Start of DATA ENTRIES

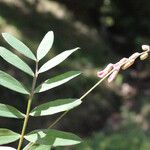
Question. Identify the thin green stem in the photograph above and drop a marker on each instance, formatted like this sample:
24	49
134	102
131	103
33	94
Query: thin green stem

End of DATA ENTRIES

PROBLEM: Copy every line of the items above word for word, omitting the pictures.

EXERCISE RESULT:
Question. Identify the thin green stem in the photograph above and drop a marker on each instance, formatted like this sample:
24	49
134	102
131	103
33	94
Query: thin green stem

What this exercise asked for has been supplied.